WHAT YOU WILL DO
A. For the text about WHOOP, decide whether each statement agrees with it: (i) WHOOP collects 100 measurements per second; (ii) the WHOOP band has a visual display; (iii) an Apple Watch holds a charge longer than WHOOP does. For each, answer yes or no and quote the deciding words of the text.
B. Transcribe the part of the text about WHOOP starting with "Built with Purpose" and going on through "their product design.".

DOCUMENT TEXT
While Fitbit, Garmin, and other brands have captured some market-share, Apple has had a lock on the aspirational healthy and wealthy ever since launching the Apple Watch in 2015.
To be clear, I do not believe the Apple Watch is in trouble. The Apple ecosystem is formidable, and the watch is an incredible product that keeps getting better.
That said, the Apple Watch is a bundle, and the nature of bundles is that they serve breadth over depth, revealing areas of opportunity for highly-focused companies to serve a specific niche.
There is one company that fits this description that I believe will take up more real estate on Apple’s corner in the coming years. That company is WHOOP.
For the unfamiliar, WHOOP is a fitness tracker and membership that sounds too good to be true. After as little as four months, members report:
better sleep
fewer injuries
less alcohol consumption
improved Heart Rate Variability and Resting Heart Rate
While other wearables optimize for surface-level data across activity, heart rate, and sleep, WHOOP optimizes for depth. This allows them to provide not only data but insights.
To surface these insights, WHOOP goes deeper than other fitness trackers, measuring Heart Rate Variability rather than Heart Rate alone. Between the beats, their homepage reads, lie the secrets your body is trying to tell you.
To reach this level of granularity, WHOOP has to collect more data than other fitness trackers - a LOT more. As the key differentiator underpinning their entire value proposition, they prioritize data collection at all costs, and it informs everything they do, from product design to packaging to positioning.
This focus has helped WHOOP build resilience in one of the most competitive markets in consumer products and is about to take them from a niche player to widespread adoption.
So, what makes WHOOP so different?
Built with Purpose
In order for WHOOP to make actionable recommendations, the band needs to collect tons of data. Two factors power this data collection, and both tie directly back to their product design.
First, the sensors in their band take more measurements than other wearables. Second, members can wear the band 24/7. Let’s start with the sensors.
While Apple Watch typically collects heart rate data once every minute or so, WHOOP collects 100 measurements per second. This stark difference means WHOOP makes some big tradeoffs. While Apple Watch has a beautiful visual display that you just want to play with, WHOOP employs a minimalist design made up of a strap and a sensor.
The WHOOP band, though aesthetically pleasing in its own way, is completely utilitarian, making the mobile application the primary place for interaction. In fact, the only way to interact with the strap is to double-tap it, which will tell you if the battery is at full charge, medium charge, or running low.
Battery life is another key difference between WHOOP and Apple Watch, and further illustrates how far they’ve gone to maximize data collection. Despite taking way more measurements, WHOOP can hold a charge for 5 days, dwarfing the 18-hour battery life of an Apple Watch.

PROVIDED RECORDS
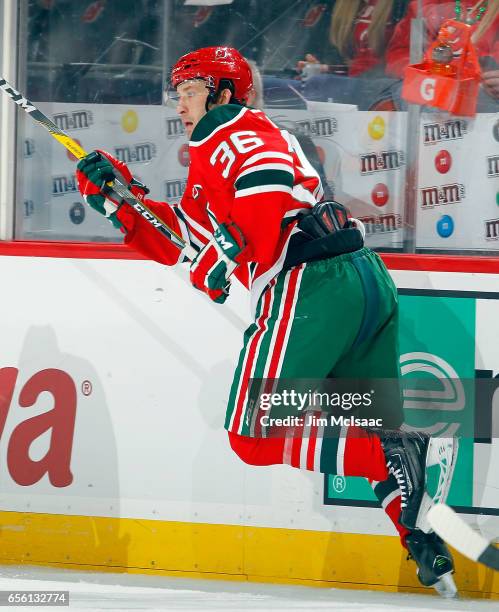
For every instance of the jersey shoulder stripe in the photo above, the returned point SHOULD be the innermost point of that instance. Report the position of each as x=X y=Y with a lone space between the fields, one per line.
x=265 y=177
x=215 y=120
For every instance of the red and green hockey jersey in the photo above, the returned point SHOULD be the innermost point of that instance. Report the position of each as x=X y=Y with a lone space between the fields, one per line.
x=243 y=170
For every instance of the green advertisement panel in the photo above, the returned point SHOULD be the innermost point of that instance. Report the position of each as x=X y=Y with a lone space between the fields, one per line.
x=437 y=341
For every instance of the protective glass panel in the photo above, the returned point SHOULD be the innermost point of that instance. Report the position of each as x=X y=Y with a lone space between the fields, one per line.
x=398 y=116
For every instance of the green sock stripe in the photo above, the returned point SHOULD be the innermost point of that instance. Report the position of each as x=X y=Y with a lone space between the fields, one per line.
x=372 y=305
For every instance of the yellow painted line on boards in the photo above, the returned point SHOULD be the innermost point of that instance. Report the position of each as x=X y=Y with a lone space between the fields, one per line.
x=228 y=552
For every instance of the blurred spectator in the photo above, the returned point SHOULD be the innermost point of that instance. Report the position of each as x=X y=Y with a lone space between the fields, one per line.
x=198 y=24
x=484 y=19
x=359 y=33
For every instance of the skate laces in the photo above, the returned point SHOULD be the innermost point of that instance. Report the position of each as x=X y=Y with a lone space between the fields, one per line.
x=399 y=476
x=445 y=465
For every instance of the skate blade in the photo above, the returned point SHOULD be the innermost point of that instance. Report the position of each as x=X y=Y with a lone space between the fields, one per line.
x=422 y=519
x=446 y=587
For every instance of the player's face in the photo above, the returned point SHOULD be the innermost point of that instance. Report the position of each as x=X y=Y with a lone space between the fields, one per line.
x=191 y=103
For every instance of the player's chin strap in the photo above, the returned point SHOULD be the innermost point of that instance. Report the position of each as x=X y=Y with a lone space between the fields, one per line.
x=326 y=231
x=214 y=94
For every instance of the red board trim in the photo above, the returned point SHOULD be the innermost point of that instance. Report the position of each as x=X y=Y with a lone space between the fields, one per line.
x=394 y=261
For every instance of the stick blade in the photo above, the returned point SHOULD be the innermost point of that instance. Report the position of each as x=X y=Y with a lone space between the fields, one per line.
x=456 y=532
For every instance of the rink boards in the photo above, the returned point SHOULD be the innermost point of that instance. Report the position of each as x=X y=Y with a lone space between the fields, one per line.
x=113 y=455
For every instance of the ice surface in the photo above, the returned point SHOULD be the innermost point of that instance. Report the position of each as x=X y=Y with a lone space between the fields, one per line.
x=95 y=591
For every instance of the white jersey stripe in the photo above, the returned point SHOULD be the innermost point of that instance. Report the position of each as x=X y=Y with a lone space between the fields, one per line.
x=318 y=447
x=291 y=318
x=268 y=155
x=242 y=193
x=340 y=455
x=265 y=327
x=288 y=448
x=257 y=168
x=260 y=323
x=303 y=195
x=305 y=443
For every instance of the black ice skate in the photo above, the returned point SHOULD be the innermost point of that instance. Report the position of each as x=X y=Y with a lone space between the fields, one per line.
x=434 y=561
x=406 y=460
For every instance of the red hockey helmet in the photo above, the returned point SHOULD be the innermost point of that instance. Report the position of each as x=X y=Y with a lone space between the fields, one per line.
x=213 y=64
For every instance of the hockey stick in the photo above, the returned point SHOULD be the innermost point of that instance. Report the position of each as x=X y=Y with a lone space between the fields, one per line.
x=118 y=188
x=461 y=536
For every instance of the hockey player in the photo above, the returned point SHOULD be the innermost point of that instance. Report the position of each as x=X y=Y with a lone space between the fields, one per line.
x=324 y=305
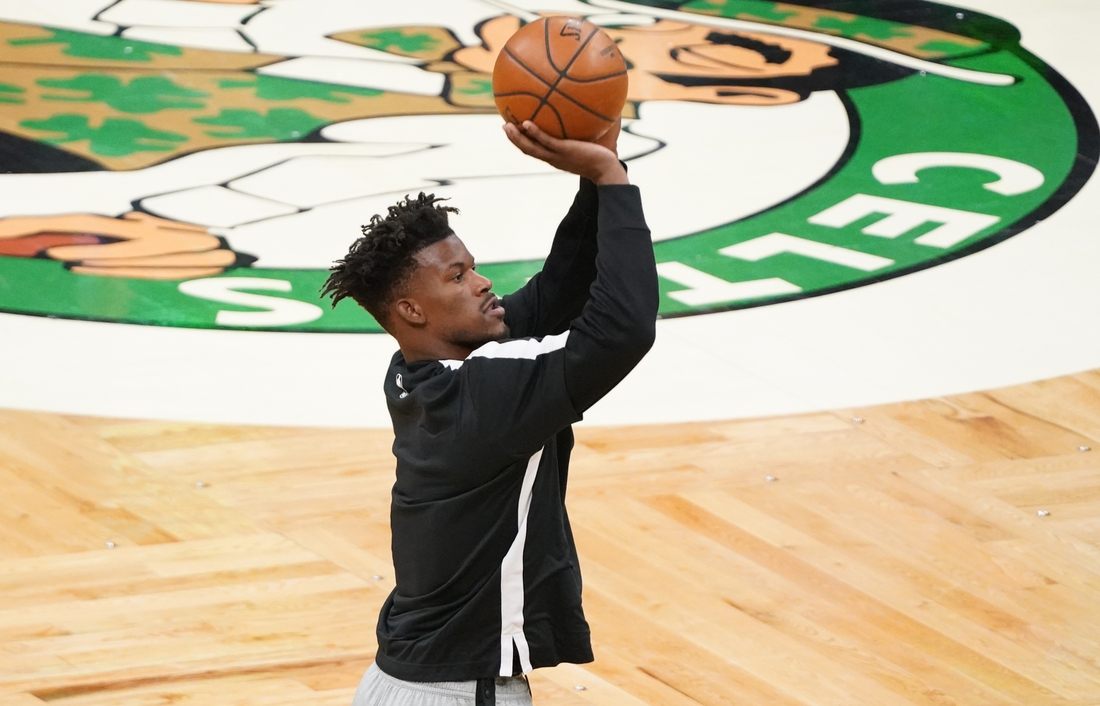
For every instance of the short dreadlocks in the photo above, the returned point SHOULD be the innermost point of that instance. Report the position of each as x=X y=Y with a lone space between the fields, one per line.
x=377 y=266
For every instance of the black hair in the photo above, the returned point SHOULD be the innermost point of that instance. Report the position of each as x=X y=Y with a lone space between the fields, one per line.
x=378 y=264
x=771 y=53
x=851 y=70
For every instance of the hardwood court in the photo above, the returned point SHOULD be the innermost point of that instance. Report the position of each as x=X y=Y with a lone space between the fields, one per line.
x=901 y=560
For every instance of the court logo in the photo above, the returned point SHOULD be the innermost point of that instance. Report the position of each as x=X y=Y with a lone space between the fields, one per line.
x=204 y=168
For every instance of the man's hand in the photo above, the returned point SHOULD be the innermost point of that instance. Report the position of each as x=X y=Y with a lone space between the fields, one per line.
x=146 y=247
x=595 y=161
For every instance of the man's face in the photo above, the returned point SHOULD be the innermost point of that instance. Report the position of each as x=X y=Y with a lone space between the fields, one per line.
x=457 y=302
x=666 y=51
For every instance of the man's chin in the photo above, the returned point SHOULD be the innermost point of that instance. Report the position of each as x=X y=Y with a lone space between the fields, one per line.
x=474 y=342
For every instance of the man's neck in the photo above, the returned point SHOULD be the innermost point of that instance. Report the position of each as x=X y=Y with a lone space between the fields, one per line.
x=433 y=351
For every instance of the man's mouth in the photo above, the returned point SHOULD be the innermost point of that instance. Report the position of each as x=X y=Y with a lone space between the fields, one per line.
x=493 y=306
x=699 y=58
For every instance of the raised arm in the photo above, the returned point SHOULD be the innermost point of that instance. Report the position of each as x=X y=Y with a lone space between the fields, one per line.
x=617 y=322
x=554 y=296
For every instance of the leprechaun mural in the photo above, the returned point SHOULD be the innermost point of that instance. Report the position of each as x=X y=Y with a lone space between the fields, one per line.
x=162 y=157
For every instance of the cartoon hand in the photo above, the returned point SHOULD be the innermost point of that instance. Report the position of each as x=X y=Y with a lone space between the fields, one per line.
x=144 y=246
x=494 y=33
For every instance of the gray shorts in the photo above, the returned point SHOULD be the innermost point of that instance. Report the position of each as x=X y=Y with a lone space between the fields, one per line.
x=378 y=688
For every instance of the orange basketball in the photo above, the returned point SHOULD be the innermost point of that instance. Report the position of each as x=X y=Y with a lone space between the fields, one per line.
x=563 y=74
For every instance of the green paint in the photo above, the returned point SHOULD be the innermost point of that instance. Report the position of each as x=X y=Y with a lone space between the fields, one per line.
x=85 y=45
x=10 y=95
x=142 y=95
x=116 y=138
x=476 y=87
x=862 y=26
x=279 y=123
x=759 y=9
x=1027 y=122
x=276 y=88
x=948 y=48
x=387 y=40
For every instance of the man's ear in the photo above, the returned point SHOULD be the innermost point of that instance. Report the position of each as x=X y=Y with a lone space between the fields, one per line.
x=410 y=312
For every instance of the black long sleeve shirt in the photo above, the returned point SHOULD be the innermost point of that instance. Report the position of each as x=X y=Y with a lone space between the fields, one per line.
x=487 y=575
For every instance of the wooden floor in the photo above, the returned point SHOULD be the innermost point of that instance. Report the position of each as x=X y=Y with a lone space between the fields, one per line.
x=899 y=560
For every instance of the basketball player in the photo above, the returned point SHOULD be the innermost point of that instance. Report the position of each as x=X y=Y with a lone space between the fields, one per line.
x=482 y=394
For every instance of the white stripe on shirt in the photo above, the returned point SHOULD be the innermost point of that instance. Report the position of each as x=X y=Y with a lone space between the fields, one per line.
x=512 y=581
x=528 y=349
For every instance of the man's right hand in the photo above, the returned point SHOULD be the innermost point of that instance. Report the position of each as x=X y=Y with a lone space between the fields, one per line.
x=590 y=160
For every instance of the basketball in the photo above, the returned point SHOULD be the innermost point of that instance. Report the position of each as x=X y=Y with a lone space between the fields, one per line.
x=563 y=74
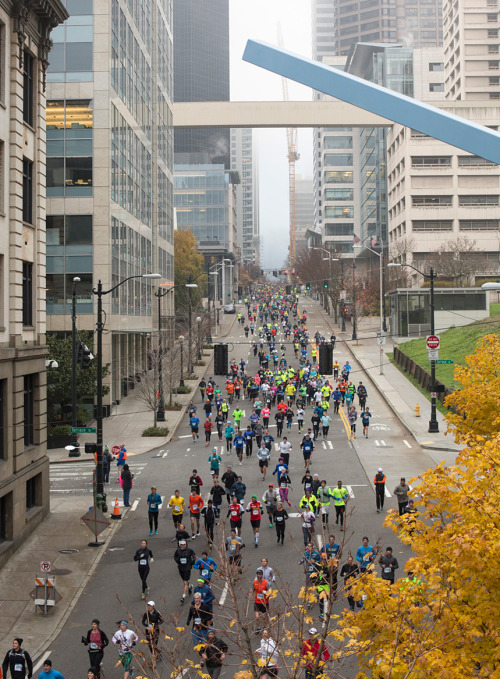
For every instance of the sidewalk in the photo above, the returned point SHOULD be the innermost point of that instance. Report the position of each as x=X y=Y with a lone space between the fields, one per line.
x=129 y=419
x=62 y=530
x=399 y=392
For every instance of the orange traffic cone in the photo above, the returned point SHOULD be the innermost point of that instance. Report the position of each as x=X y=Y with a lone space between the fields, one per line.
x=116 y=511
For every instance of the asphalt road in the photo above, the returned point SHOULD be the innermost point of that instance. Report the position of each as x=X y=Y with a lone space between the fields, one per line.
x=114 y=590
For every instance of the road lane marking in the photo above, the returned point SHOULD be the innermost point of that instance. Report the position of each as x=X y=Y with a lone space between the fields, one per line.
x=41 y=661
x=223 y=596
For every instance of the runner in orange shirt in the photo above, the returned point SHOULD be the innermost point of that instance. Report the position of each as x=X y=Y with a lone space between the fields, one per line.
x=261 y=600
x=195 y=506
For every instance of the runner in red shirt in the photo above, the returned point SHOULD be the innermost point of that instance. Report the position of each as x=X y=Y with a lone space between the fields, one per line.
x=235 y=512
x=256 y=511
x=261 y=601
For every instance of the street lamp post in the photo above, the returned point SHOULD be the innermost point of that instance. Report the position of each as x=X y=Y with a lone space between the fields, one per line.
x=74 y=419
x=100 y=497
x=181 y=340
x=198 y=321
x=433 y=423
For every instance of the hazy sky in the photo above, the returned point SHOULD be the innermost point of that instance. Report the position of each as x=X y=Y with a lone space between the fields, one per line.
x=258 y=19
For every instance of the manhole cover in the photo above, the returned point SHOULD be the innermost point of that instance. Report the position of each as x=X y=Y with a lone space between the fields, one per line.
x=60 y=571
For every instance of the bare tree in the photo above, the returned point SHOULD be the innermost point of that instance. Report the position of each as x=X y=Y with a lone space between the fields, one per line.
x=457 y=260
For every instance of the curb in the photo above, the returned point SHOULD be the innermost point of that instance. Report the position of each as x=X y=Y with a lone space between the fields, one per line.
x=99 y=554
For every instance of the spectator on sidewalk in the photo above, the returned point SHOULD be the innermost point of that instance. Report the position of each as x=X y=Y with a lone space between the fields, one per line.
x=18 y=661
x=401 y=492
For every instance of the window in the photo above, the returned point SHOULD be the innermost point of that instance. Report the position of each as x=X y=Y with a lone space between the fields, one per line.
x=3 y=405
x=477 y=201
x=479 y=225
x=28 y=87
x=27 y=293
x=431 y=201
x=29 y=410
x=338 y=159
x=340 y=212
x=339 y=194
x=338 y=177
x=340 y=142
x=474 y=161
x=432 y=225
x=34 y=492
x=27 y=191
x=431 y=161
x=6 y=517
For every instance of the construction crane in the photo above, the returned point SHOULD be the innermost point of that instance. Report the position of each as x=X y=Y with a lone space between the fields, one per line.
x=293 y=157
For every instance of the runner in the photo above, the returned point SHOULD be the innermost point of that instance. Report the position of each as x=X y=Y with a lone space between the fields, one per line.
x=144 y=557
x=125 y=639
x=184 y=557
x=177 y=504
x=256 y=511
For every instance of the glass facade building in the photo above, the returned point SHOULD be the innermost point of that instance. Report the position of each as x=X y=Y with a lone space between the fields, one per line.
x=201 y=73
x=110 y=171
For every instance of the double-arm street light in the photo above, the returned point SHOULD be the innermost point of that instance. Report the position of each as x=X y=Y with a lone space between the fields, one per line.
x=382 y=306
x=100 y=500
x=160 y=293
x=431 y=276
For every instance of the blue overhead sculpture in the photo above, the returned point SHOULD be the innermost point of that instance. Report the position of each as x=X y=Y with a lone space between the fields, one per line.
x=459 y=132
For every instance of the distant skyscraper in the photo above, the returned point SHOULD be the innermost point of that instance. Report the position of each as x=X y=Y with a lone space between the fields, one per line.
x=304 y=209
x=244 y=161
x=201 y=73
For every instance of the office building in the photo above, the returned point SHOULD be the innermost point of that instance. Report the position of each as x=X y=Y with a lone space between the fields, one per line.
x=205 y=202
x=304 y=210
x=24 y=468
x=201 y=73
x=110 y=174
x=244 y=161
x=471 y=50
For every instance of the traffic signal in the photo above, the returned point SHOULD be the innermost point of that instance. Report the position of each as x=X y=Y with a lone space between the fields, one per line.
x=85 y=360
x=79 y=354
x=325 y=359
x=220 y=359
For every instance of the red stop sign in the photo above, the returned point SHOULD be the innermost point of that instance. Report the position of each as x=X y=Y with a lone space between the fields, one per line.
x=432 y=342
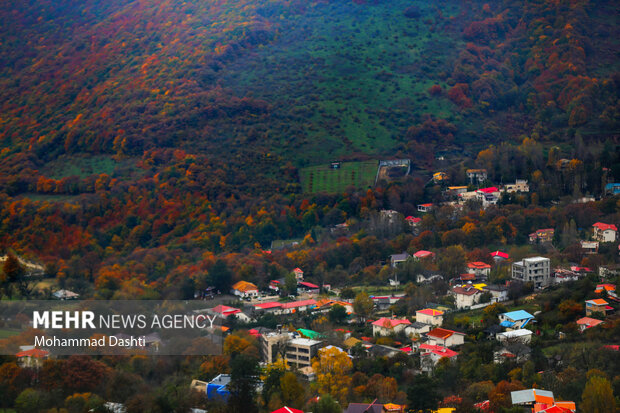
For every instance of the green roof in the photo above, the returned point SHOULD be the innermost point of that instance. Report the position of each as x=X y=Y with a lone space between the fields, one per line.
x=311 y=334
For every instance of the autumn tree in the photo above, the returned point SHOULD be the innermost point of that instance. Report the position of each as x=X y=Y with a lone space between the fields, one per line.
x=326 y=404
x=452 y=261
x=332 y=368
x=598 y=396
x=422 y=394
x=244 y=377
x=363 y=305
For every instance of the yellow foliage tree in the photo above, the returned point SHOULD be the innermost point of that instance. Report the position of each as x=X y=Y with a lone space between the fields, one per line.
x=332 y=368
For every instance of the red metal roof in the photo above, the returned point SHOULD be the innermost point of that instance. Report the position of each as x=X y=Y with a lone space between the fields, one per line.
x=35 y=352
x=266 y=306
x=430 y=311
x=604 y=227
x=308 y=285
x=441 y=333
x=390 y=322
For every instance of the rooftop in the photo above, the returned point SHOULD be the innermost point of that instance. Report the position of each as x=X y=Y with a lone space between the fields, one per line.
x=304 y=342
x=442 y=333
x=430 y=311
x=518 y=315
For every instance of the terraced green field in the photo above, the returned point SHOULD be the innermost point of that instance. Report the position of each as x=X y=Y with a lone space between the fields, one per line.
x=347 y=78
x=323 y=178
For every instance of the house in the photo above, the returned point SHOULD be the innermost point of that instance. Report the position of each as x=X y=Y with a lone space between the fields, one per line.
x=542 y=235
x=488 y=196
x=612 y=189
x=286 y=409
x=519 y=186
x=245 y=289
x=439 y=177
x=518 y=352
x=466 y=296
x=413 y=222
x=522 y=335
x=275 y=285
x=224 y=312
x=597 y=306
x=65 y=295
x=610 y=289
x=536 y=270
x=295 y=306
x=515 y=319
x=273 y=344
x=417 y=328
x=32 y=358
x=425 y=207
x=479 y=268
x=396 y=259
x=456 y=190
x=198 y=385
x=325 y=304
x=589 y=247
x=476 y=176
x=299 y=274
x=273 y=307
x=301 y=351
x=426 y=276
x=604 y=232
x=423 y=254
x=217 y=389
x=498 y=292
x=307 y=287
x=386 y=326
x=431 y=354
x=539 y=401
x=499 y=256
x=587 y=322
x=367 y=408
x=429 y=316
x=443 y=337
x=561 y=275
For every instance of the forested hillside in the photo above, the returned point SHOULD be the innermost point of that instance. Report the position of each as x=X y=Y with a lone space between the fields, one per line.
x=178 y=128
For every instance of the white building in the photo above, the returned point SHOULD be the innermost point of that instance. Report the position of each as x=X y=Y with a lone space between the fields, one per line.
x=387 y=326
x=535 y=269
x=520 y=185
x=515 y=336
x=604 y=232
x=466 y=297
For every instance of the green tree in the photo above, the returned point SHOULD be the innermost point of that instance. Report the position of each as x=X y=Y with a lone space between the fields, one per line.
x=598 y=396
x=363 y=305
x=290 y=283
x=244 y=376
x=452 y=261
x=31 y=400
x=337 y=314
x=293 y=393
x=326 y=404
x=422 y=394
x=220 y=276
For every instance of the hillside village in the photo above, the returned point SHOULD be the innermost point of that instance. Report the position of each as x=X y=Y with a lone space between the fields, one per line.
x=431 y=315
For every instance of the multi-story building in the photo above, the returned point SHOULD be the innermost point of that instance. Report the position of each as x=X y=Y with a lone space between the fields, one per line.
x=274 y=344
x=300 y=351
x=477 y=176
x=535 y=269
x=604 y=232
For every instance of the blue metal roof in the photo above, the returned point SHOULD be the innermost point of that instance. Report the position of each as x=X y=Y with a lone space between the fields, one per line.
x=518 y=315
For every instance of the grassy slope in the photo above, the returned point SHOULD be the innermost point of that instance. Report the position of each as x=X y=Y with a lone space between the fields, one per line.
x=350 y=78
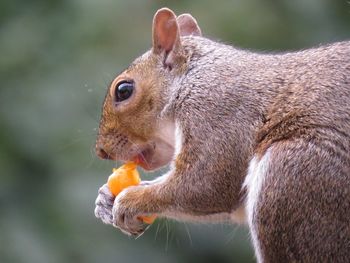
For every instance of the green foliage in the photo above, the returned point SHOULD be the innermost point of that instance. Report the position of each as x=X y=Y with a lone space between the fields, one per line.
x=57 y=58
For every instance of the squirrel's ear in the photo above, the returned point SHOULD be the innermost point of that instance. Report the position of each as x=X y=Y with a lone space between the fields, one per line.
x=165 y=32
x=188 y=25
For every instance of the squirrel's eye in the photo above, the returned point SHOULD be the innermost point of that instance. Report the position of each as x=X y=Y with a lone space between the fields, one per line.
x=123 y=91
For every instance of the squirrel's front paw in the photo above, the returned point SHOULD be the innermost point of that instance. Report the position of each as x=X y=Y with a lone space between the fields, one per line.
x=104 y=204
x=127 y=210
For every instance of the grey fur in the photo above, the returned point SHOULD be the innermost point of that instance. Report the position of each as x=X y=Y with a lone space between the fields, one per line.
x=232 y=105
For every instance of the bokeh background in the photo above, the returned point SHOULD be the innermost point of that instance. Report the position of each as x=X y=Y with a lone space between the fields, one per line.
x=57 y=58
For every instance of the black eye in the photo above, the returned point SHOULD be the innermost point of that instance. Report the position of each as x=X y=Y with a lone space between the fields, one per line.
x=123 y=91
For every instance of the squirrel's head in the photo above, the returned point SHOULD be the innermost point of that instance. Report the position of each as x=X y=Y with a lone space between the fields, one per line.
x=131 y=127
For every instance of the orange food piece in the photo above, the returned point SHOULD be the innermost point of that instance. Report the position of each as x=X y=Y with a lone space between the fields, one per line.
x=123 y=177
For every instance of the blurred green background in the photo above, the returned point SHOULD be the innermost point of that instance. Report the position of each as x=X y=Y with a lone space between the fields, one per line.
x=57 y=58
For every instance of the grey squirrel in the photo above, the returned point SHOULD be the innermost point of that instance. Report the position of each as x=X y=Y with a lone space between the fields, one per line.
x=256 y=138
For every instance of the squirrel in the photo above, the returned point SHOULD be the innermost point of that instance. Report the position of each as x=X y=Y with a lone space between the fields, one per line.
x=262 y=139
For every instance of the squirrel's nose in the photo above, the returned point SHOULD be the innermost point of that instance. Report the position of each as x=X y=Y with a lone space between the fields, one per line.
x=100 y=152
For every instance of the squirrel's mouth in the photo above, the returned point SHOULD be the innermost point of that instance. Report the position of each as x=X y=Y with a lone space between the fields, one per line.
x=144 y=158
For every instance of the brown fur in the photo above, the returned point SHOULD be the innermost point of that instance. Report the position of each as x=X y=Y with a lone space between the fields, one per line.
x=229 y=106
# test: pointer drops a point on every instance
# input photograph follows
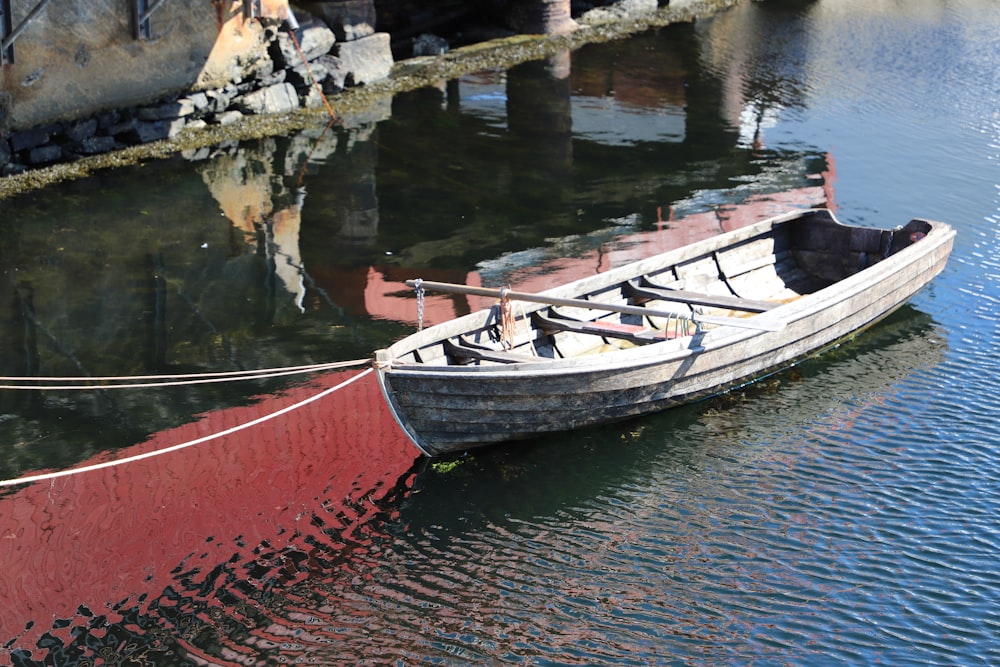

COMPLETED EXERCISE
A.
(i) Yes: "WHOOP collects 100 measurements per second"
(ii) No: "WHOOP employs a minimalist design made up of a strap and a sensor"
(iii) No: "WHOOP can hold a charge for 5 days, dwarfing the 18-hour battery life of an Apple Watch"

B.
Built with Purpose
In order for WHOOP to make actionable recommendations, the band needs to collect tons of data. Two factors power this data collection, and both tie directly back to their product design.